> _WHAT IS REQUIRED_
Return the lines below that carry the word "fork".

Saved entries

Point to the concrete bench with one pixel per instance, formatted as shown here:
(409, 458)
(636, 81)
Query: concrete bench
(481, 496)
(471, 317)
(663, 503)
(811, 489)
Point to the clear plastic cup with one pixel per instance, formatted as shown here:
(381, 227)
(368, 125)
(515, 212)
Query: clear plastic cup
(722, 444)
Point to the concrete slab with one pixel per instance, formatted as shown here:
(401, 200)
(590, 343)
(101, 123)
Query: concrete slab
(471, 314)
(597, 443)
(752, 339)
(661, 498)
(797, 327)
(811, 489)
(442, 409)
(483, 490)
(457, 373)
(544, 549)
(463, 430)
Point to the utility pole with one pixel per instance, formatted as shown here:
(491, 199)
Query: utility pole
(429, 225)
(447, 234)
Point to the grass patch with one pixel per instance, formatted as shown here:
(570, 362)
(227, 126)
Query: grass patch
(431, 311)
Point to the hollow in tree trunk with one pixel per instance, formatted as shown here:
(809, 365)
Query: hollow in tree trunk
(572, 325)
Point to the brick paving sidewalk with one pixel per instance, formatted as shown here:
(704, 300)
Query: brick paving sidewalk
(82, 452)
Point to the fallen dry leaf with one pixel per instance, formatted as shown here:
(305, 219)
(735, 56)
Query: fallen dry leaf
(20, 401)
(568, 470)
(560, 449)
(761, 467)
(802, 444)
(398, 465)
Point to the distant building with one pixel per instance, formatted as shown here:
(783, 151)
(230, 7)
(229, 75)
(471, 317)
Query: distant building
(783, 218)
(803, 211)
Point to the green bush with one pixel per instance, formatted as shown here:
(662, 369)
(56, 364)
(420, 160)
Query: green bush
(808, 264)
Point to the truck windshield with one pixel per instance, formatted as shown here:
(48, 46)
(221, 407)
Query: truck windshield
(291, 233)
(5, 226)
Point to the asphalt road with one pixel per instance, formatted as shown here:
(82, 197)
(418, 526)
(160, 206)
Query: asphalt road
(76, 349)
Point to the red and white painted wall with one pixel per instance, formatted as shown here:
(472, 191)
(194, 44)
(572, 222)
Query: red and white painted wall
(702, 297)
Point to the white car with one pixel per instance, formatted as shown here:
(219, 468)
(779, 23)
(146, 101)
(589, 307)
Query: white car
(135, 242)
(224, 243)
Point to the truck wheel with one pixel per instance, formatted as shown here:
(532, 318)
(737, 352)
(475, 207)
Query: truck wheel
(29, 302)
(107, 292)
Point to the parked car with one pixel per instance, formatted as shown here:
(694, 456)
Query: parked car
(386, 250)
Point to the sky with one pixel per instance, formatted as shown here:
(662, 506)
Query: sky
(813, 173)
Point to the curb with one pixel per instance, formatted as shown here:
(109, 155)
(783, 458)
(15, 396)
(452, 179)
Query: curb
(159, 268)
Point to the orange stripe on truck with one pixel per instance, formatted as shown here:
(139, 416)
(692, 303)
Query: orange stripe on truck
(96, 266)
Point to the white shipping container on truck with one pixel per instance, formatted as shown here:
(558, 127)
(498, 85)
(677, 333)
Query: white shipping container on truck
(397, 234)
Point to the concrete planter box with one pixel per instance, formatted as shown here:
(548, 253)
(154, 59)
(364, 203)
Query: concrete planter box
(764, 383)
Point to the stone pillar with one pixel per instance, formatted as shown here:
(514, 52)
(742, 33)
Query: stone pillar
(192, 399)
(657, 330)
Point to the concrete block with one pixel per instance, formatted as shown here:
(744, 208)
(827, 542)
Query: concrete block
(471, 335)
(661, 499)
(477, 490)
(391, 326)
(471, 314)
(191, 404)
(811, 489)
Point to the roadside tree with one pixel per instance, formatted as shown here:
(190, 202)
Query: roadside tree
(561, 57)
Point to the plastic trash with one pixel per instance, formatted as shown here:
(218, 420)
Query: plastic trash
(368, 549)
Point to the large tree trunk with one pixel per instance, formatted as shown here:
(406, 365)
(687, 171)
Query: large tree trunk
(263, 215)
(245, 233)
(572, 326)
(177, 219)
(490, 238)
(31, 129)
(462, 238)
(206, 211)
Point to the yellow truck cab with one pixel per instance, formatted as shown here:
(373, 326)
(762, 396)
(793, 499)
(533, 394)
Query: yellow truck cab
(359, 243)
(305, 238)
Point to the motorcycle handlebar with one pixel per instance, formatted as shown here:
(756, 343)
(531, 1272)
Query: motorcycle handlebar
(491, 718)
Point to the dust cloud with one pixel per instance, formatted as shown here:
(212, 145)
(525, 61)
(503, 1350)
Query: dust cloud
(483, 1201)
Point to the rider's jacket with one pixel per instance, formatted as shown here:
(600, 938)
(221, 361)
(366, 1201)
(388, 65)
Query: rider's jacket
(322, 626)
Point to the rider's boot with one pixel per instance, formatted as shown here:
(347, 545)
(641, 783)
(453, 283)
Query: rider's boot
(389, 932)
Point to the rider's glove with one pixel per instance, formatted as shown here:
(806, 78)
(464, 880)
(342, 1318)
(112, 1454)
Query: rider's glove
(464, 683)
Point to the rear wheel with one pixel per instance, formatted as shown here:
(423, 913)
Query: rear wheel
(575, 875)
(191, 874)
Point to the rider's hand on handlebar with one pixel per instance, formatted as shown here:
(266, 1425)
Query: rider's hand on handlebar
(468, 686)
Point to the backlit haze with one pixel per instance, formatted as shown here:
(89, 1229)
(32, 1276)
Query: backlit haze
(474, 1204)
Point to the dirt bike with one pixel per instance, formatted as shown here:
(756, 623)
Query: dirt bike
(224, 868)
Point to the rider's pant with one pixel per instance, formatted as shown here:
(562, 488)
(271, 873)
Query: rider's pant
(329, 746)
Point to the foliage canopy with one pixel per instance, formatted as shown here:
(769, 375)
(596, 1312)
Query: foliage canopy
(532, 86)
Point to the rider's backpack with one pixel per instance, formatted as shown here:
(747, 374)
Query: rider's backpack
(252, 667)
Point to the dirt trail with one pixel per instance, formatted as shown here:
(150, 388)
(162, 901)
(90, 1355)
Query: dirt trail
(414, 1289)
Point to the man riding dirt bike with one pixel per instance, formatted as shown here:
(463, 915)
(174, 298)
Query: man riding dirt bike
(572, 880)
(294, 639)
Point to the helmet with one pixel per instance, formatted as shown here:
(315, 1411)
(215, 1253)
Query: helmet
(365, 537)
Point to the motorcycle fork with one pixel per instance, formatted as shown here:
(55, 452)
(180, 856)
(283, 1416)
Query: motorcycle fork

> _TASK OUTPUT_
Point to the motorcycle fork with one pixel per instance, formatted as shown here:
Query: motorcycle fork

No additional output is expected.